以下に示すハタ・ヨーガについての文章を、最後の文の後から書き継ぎ、続きを仕上げなさい。

[本文の一節]:
"""

ゴーラクシャナータは師マツイェーンドラナータの認識論、宇宙生成論をほぼそのまま受け継ぎ、純粋精神である「最高のシヴァ神」に創造の意欲という「シャクティ」が生じ、その結果としてこの二大原理から因中有果論に従って残りの原理が展開し、「束縛されたシヴァ」が個我(ジーヴァ)として顕現するとした。人間は個我を形成するレベルの低次のシャクティによって体を維持しており、会陰部に「クンダリニー」(とぐろを巻いた蛇)として眠るこのシャクティをハタ・ヨーガによって目覚めさせ、頭頂にあるとされる「至高のシヴァ神」の元に上らせ、この二元を合一させ至高の歓喜を得ることを説いた。

 

スヴァートマーラーマは、ハタ・ヨーガとはより高いレベルの瞑想、つまりラージャ・ヨーガに至るための準備段階であり、身体を鍛錬し浄化する段階であると説明する。ムドラー(印相)と、プラーナーヤーマ(調気法)を中心としているが、シャトカルマによる浄化法もよく知られている。インドのゴーピ・クリシュナは、このハタ・ヨーガにより解脱を得たとして、その境地を説明する本を著し、欧米人の興味を掻き立てた。

"""

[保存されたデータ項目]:
"""

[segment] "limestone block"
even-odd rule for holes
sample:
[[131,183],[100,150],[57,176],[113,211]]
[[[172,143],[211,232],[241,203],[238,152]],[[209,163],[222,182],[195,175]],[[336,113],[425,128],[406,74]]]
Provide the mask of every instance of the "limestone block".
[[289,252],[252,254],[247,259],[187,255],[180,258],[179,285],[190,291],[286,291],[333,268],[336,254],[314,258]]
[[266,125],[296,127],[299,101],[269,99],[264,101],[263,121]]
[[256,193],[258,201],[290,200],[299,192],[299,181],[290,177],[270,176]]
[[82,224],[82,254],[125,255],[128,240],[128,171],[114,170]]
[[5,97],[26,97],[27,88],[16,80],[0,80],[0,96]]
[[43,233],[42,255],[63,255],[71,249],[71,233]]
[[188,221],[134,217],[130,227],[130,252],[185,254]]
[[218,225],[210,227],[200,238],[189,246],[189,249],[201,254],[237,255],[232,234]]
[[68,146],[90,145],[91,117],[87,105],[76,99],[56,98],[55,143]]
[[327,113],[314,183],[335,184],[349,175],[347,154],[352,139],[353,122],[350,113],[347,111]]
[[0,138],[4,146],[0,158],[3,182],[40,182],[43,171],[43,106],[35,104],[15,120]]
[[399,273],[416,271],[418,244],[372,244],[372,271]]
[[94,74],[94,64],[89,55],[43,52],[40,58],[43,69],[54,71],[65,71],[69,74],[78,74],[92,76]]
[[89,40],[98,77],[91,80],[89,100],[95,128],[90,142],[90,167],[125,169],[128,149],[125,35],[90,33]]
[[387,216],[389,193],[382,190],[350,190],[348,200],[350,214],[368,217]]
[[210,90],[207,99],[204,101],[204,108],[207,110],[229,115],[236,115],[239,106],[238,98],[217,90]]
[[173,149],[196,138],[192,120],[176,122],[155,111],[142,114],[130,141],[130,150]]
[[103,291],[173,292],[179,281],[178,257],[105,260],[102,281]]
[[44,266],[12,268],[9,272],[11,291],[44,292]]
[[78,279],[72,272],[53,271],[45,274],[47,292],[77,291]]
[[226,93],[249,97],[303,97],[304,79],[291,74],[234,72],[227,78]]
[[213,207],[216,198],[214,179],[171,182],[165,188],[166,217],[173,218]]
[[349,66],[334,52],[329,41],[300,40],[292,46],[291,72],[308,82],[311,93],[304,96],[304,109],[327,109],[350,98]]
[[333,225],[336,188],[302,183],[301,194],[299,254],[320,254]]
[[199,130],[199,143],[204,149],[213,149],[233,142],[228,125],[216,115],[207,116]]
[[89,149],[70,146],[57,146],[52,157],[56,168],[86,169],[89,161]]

"""

[演習の解答]:
健康やフィットネスを目的とするエクササイズとして20世紀後半に欧米で大衆的な人気を獲得したハタ・ヨーガは、多くの場合、単に「ヨーガ(ヨガ)」と呼ばれる。現在ハタ・ヨーガと呼ばれるものの多くは、19世紀後半から20世紀前半の西洋で発達した体操法などの西洋の身体鍛錬文化に由来し、インド独自の体系として確立した「新しいヨーガ」の系譜で、現代のハタ・ヨーガのアーサナは、伝統のハタ・ヨーガとのつながりは極めて薄いといわれる。現代広く普及している、独特のポーズ(アーサナ)を練習の中心に据えたヨーガは「創られた伝統」であった。

 

『シッダ・シッダーンタ・パダッティ』

『シッダ・シッダーンタ・パダッティ』は、土着的民間伝承によってゴーラクシャナータの作と伝えられるサンスクリット語のハタ・ヨーガの聖典で、現存する中ではかなり古い。アヴァドゥータ(英語: avadhuta)(エゴや二元性を超越した聖者)の伝説についての記述が多い。ドイツ出身のヨーガ研究者ゲオルク・フォイアシュタイン(英語: Georg Feuerstein)の『聖なる狂気』 (1991: p.105) は、これについて以下のように述べている。

 

「最古のハタ・ヨーガの聖典に『シッダ・シッダーンタ・パダッティ』があり、アヴァドゥータに関する詩が数多く記録されている。その一節(VI.20)には、変幻自在にあらゆる人格や役柄になりきる力について書かれている。ゴーラクシャナータは、俗人のように振舞うこともあれば王のように振舞うこともあり、ある時は苦行者、またある時は裸の隠遁者のようであった。」

 

『ハタ・ヨーガ・プラディーピカー』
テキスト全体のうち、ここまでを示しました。